▶ [Directions] The lines below that include the word "rough" are to be reported.

Source records
···
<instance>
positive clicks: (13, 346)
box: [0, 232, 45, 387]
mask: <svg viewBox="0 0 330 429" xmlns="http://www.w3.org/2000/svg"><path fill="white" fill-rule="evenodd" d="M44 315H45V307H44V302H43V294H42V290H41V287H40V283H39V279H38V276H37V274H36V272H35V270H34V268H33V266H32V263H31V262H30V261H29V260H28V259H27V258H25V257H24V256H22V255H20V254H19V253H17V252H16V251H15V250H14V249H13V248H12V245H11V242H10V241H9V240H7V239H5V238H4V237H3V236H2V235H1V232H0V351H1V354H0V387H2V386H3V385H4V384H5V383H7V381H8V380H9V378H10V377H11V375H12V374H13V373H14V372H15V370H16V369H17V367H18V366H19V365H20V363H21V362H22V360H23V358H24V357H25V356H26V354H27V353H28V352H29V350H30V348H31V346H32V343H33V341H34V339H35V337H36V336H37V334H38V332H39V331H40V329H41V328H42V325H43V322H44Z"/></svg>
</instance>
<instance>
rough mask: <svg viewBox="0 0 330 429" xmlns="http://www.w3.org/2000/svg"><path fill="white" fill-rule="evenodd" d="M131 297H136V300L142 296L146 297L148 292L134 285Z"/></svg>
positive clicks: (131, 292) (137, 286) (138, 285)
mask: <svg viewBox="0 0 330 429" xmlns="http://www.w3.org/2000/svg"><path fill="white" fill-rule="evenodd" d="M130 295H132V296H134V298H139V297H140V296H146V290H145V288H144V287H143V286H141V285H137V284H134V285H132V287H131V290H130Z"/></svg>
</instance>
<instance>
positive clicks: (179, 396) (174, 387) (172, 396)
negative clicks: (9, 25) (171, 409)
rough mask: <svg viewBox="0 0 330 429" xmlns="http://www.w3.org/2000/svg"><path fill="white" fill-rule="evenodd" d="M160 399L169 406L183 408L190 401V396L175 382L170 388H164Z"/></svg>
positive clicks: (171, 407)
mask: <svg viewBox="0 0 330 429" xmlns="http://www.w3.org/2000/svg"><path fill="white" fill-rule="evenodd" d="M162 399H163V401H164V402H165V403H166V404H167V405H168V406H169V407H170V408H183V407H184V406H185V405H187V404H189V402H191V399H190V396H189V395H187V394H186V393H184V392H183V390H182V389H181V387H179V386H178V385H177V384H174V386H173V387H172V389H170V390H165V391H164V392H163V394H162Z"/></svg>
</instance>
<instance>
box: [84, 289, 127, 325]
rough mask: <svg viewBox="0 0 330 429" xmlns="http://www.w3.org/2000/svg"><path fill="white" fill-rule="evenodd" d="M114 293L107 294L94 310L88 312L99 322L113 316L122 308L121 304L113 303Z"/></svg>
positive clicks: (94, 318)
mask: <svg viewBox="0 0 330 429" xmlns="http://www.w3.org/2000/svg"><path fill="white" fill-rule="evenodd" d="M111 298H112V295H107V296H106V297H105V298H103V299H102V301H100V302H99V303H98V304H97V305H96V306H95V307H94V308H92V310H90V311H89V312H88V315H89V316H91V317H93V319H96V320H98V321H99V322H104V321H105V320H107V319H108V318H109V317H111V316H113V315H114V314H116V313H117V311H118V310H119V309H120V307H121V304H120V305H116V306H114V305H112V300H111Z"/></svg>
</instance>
···
▶ [Solved problem]
rough mask: <svg viewBox="0 0 330 429" xmlns="http://www.w3.org/2000/svg"><path fill="white" fill-rule="evenodd" d="M131 297H136V300L142 296L146 297L148 292L134 285Z"/></svg>
rough mask: <svg viewBox="0 0 330 429" xmlns="http://www.w3.org/2000/svg"><path fill="white" fill-rule="evenodd" d="M160 399L169 406L183 408L190 401V396L175 382L170 388H164Z"/></svg>
rough mask: <svg viewBox="0 0 330 429" xmlns="http://www.w3.org/2000/svg"><path fill="white" fill-rule="evenodd" d="M114 293L107 294L94 310L88 312L99 322L113 316L122 308L121 304L113 303Z"/></svg>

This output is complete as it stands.